AIM OF THE EXERCISE: Repeat exactly, and only, the lines from the one containing "the front bumper." through the end of the records.

Extracted records:
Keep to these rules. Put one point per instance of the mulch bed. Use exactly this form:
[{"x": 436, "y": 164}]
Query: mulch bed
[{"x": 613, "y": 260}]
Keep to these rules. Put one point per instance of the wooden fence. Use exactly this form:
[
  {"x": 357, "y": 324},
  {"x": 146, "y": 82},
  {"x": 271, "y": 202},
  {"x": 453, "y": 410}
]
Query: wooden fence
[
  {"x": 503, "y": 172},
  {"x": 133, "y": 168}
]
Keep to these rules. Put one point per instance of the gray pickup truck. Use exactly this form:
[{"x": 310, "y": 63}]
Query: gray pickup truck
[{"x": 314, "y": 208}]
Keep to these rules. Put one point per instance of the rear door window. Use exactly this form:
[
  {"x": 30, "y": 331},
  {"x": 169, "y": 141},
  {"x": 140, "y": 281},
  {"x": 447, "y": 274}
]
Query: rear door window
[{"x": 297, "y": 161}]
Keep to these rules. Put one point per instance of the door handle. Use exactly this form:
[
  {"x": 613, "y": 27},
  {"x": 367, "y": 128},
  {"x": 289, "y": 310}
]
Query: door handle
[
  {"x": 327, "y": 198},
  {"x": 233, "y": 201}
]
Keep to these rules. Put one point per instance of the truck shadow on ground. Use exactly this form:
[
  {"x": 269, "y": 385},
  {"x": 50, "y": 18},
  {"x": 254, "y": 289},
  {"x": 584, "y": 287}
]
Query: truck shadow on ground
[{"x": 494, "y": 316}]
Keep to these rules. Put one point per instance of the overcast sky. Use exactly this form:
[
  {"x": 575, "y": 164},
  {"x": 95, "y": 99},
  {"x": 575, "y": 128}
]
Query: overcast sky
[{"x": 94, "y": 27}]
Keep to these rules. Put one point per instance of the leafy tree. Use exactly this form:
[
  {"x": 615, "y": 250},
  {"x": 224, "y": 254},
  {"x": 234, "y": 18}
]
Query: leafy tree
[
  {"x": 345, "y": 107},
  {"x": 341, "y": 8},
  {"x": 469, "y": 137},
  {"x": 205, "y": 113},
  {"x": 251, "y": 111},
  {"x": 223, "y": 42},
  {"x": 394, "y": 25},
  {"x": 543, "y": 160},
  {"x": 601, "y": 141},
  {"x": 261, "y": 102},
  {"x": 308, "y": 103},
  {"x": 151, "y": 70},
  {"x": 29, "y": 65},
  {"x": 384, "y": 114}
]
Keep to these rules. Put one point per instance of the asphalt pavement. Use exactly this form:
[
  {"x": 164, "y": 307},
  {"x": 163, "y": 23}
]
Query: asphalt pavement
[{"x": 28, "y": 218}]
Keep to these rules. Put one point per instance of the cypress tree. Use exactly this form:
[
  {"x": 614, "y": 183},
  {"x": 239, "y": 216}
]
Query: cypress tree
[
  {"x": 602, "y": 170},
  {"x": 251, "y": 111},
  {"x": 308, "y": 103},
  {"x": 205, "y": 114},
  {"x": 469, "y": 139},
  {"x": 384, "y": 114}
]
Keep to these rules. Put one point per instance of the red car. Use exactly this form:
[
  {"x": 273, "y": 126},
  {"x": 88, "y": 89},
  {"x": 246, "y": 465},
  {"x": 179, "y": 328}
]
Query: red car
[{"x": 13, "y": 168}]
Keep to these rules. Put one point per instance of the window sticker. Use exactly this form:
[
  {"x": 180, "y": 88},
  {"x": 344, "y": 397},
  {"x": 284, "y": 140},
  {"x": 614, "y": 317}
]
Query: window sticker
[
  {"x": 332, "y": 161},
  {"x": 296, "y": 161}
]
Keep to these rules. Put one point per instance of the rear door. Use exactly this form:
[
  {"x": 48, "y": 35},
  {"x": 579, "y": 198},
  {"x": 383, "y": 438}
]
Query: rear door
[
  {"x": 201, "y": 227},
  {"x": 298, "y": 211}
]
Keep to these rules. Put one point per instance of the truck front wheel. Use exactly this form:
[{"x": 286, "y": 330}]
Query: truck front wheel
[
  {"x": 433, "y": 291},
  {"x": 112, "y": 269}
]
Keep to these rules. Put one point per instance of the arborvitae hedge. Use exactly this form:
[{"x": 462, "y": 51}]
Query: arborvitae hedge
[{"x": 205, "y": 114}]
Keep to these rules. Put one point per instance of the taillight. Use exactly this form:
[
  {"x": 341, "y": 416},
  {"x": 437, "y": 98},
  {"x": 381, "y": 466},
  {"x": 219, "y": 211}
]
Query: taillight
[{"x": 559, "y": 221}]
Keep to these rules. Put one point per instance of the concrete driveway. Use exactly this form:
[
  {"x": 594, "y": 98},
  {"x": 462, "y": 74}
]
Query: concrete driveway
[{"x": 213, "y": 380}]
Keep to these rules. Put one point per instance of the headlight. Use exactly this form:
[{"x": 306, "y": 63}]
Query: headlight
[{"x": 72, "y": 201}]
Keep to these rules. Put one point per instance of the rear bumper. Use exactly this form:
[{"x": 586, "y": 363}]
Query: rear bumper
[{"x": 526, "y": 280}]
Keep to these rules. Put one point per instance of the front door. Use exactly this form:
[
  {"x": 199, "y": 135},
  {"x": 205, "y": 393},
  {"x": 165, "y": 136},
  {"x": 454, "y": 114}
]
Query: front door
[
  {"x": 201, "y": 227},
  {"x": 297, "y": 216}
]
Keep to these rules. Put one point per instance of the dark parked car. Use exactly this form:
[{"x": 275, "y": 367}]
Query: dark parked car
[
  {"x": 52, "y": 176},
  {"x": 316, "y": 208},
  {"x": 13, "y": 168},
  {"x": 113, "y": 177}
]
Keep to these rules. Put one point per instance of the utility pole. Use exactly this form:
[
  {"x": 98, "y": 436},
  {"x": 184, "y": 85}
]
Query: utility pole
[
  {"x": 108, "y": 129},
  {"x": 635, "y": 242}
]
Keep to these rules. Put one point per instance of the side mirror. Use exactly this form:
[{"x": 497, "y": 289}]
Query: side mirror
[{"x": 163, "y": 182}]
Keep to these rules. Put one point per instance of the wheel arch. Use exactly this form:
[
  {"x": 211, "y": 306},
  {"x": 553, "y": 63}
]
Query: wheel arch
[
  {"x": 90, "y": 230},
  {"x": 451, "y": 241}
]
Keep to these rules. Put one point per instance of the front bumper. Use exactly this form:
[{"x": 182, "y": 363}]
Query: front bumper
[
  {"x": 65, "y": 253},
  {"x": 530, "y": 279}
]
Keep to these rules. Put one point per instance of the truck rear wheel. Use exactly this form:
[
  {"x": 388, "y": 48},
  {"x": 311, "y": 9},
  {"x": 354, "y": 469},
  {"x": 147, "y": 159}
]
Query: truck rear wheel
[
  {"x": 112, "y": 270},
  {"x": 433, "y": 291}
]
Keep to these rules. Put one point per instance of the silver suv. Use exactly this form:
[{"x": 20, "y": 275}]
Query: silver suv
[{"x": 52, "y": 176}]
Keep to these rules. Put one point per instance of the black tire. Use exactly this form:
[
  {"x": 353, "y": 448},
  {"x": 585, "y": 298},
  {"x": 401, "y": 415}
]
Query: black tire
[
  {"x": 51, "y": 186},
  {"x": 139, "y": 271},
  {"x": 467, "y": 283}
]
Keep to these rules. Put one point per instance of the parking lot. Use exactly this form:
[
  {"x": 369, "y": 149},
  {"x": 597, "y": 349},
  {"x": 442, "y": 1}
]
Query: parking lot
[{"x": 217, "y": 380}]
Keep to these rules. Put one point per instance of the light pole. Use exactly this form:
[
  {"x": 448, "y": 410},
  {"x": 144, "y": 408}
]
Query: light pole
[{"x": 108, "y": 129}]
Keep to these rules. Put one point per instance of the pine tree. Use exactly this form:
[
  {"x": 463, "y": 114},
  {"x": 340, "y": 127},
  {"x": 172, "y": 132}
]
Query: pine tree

REPLY:
Keep to these rules. Put one point per instance of the front bumper. Use exactly this form:
[{"x": 182, "y": 363}]
Query: front bumper
[
  {"x": 65, "y": 253},
  {"x": 530, "y": 279}
]
Keep to these rules. Put one point per instance of the truck rear wheel. Use exactly this form:
[
  {"x": 388, "y": 48},
  {"x": 311, "y": 9},
  {"x": 354, "y": 469},
  {"x": 147, "y": 159}
]
Query: truck rear wheel
[
  {"x": 112, "y": 270},
  {"x": 433, "y": 291}
]
Keep to these rules. Put one point per instance of the silver suv. Use exactly this form:
[{"x": 20, "y": 275}]
Query: silver suv
[{"x": 52, "y": 176}]
Keep to these rules. Put one point per instance of the black tire. Use exactly this form:
[
  {"x": 353, "y": 448},
  {"x": 585, "y": 298},
  {"x": 401, "y": 415}
]
Query: black tire
[
  {"x": 51, "y": 186},
  {"x": 139, "y": 271},
  {"x": 467, "y": 283}
]
Keep to these rules. Put one point per instance of the parking lot. Use exactly this form:
[
  {"x": 369, "y": 149},
  {"x": 597, "y": 349},
  {"x": 442, "y": 1}
]
Query: parking lot
[{"x": 217, "y": 380}]
Keep to these rules. Put one point per instance of the light pole. Use exactly this form:
[
  {"x": 448, "y": 410},
  {"x": 144, "y": 408}
]
Query: light pole
[{"x": 108, "y": 129}]
Keep to these rules. Put one point per instance of the pine tree. Use exactly this form:
[
  {"x": 463, "y": 114},
  {"x": 340, "y": 127},
  {"x": 172, "y": 132}
]
Query: pine tree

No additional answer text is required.